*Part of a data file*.
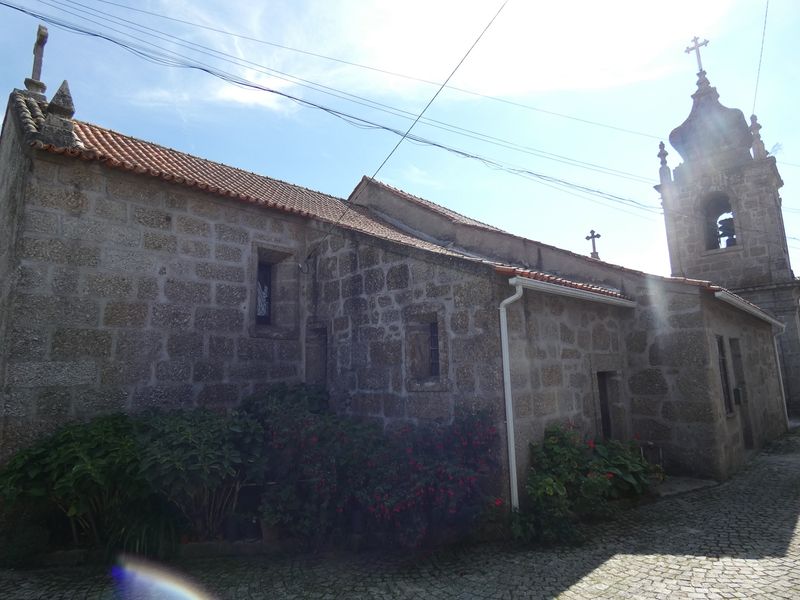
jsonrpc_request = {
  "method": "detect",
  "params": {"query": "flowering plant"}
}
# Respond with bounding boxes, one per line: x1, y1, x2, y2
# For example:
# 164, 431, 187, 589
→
512, 426, 653, 543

*Task brief*. Reproduce the records with "bounding boxes" swapped for "box coordinates" and everything else left as it stands. Omit the pictures from your answer.

*Task answer*.
jsonrpc_request = {
  "method": "detect",
  "params": {"query": "flowering plant"}
}
# Respond with box coordinates, one per line: x1, y1, x2, y2
# For example:
# 164, 431, 187, 589
→
512, 426, 653, 543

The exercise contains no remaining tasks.